> **TAREA PLANTEADA 1**: Según la reseña, ¿qué película de 1989 comenta el libro de Esteban Serrano?
> **TAREA PLANTEADA 2**: Copia de nuevo el pasaje de la reseña que va desde "El libro está" hasta "vuelve al presente.", y cambia "formato raro" por "formato inusual".

El cerebro, dicen,
categoriza. Pone cosas en categorías; la gente es cristiana, atea, judía, musulmana u otra; los libros son novelas, cuentos, poesía, no ficción, etc. El libro de Esteban
Serrano, No quiero que te olvides de mí,
está en la categoría de ensayos sobre consumos culturales que armó la editorial Indie; pero también está en la de no ficción intimista; en la de libros de mis amigos; en la de libros que
leí en taller mientras se estaban escribiendo (como La caja Topper de Nico Gadano). Y en la categoría de libros hermosos, claro; tanto que odio un poco no
poder tenerlo en papel.
La colección
“Paraíso ordenado” publica ensayos de autores que cuentan cómo influyeron sobre
ellos determinados productos culturales. Esteban habla de La sociedad de los poetas muertos, una película de 1989 que
movilizó a buena parte de quienes éramos adolescentes por esa época. Pero habla sobre
mucho más que eso, en planos superpuestos: se cruza el recuerdo de ver la
película en un cine, consumo que obró como catalizador de un duelo no
cerrado por el suicidio de su abuelo; la relectura metódica y obsesiva de la
misma película por Netflix treinta años después y la misma pregunta y otras
preguntas por ese duelo; la reconstrucción del autor de su adolescencia; la
mirada del autor sobre su presente; y una reflexión sobre lo que une a aquel
hijo con el padre de hoy, es decir, sobre la familia, la paternidad y la
transmisión de los mandatos.
El libro está
construido en un formato raro, con capítulos muy cortos, cada uno de los cuales comenta tres minutos de la película, va al pasado y vuelve al presente.

> **DATOS MOSTRADOS**:
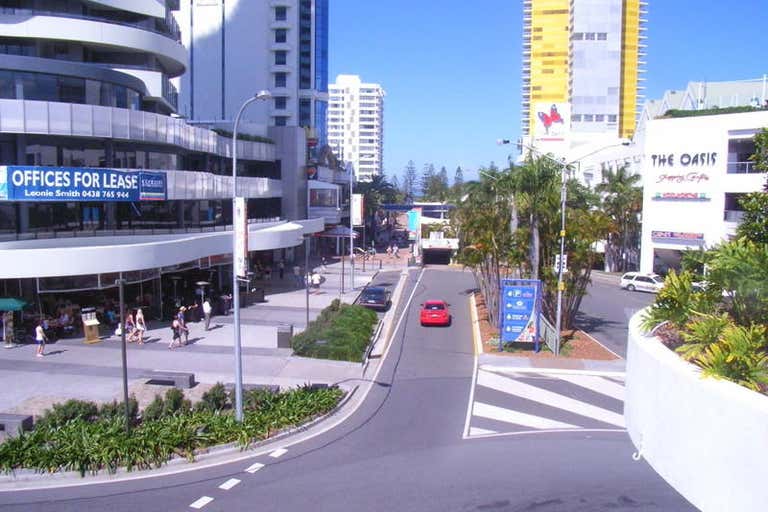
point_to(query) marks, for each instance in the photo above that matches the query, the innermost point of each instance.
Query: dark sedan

> **RESPUESTA FINAL 1**: La sociedad de los poetas muertos.

> **RESPUESTA FINAL 2**:
El libro está
construido en un formato inusual, con capítulos muy cortos, cada uno de los cuales comenta tres minutos de la película, va al pasado y vuelve al presente.